◆ ABOUT THIS TASK
In the article on spa infection control, what professional background does Bonnie Annis come from?

== EXTRACT TO READ

Keeping It Clean

Proper infection control practices benefit both spa staff and guests

A lack of legislation surrounding health and safety at the spa makes it difficult to establish a standard of practices that all spa businesses must adhere to. This leads to a diversity of approaches to infection control, which can cause problems. Some businesses disinfect with bleach, others with alcohol, says L’Moor’s Bonnie Annis. “Every single municipality applies the best practices guidelines differently. We don’t have any legislation around this, we have best practices, and that’s the challenge.” Annis teaches a community-based course on infection control in the spa and wellness industry. She comes from a healthcare background and is passionate about educating spa therapists and estheticians to protect themselves and their clients. “I want to see estheticians be treated with the respect they deserve and they won’t be treated that way until they show that they are following universal precautions like a clinical care provider would,” Annis says. “That’s why I do this.”

====
== STORED DATA

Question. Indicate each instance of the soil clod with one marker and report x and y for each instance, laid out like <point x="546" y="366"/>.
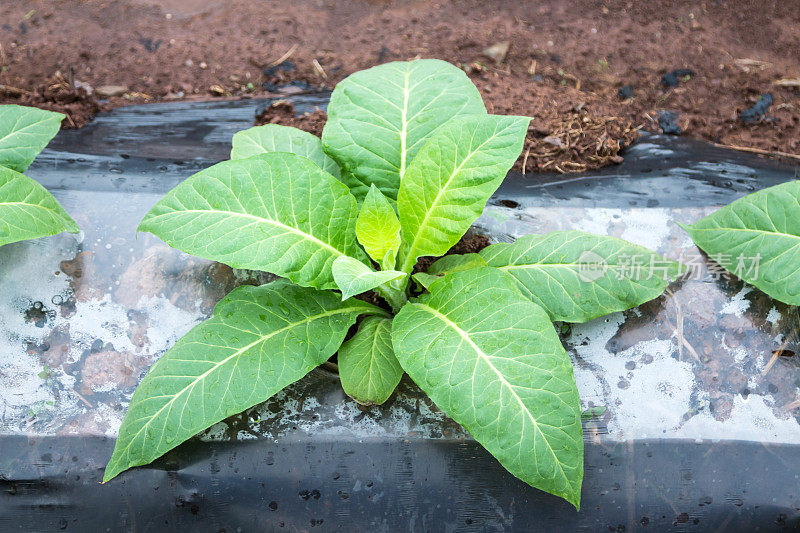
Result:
<point x="758" y="111"/>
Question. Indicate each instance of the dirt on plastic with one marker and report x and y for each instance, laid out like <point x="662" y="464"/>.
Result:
<point x="591" y="73"/>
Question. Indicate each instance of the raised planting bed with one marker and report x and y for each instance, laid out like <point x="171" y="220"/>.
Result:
<point x="691" y="399"/>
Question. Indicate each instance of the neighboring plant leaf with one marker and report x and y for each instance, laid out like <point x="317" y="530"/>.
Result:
<point x="28" y="210"/>
<point x="378" y="229"/>
<point x="492" y="361"/>
<point x="379" y="118"/>
<point x="367" y="366"/>
<point x="578" y="276"/>
<point x="276" y="212"/>
<point x="593" y="412"/>
<point x="276" y="138"/>
<point x="24" y="132"/>
<point x="446" y="187"/>
<point x="757" y="238"/>
<point x="259" y="340"/>
<point x="354" y="277"/>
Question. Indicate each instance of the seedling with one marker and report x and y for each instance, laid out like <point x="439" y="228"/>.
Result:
<point x="27" y="210"/>
<point x="406" y="163"/>
<point x="757" y="238"/>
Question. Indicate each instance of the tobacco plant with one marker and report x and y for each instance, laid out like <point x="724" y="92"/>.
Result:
<point x="757" y="238"/>
<point x="407" y="161"/>
<point x="27" y="210"/>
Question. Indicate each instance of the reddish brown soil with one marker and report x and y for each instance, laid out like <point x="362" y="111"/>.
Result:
<point x="565" y="63"/>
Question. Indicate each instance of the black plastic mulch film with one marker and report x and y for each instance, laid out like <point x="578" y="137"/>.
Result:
<point x="700" y="429"/>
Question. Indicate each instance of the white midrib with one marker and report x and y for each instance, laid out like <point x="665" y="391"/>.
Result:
<point x="235" y="354"/>
<point x="500" y="376"/>
<point x="410" y="260"/>
<point x="290" y="229"/>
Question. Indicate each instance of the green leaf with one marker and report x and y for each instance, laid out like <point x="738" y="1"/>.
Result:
<point x="492" y="361"/>
<point x="259" y="340"/>
<point x="578" y="276"/>
<point x="446" y="187"/>
<point x="276" y="138"/>
<point x="28" y="210"/>
<point x="378" y="229"/>
<point x="367" y="366"/>
<point x="24" y="132"/>
<point x="757" y="238"/>
<point x="276" y="212"/>
<point x="379" y="118"/>
<point x="354" y="277"/>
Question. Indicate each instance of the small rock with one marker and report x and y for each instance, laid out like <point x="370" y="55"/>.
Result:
<point x="758" y="111"/>
<point x="672" y="79"/>
<point x="625" y="92"/>
<point x="497" y="51"/>
<point x="107" y="91"/>
<point x="667" y="121"/>
<point x="553" y="141"/>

====

◆ TASK RESPONSE
Healthcare.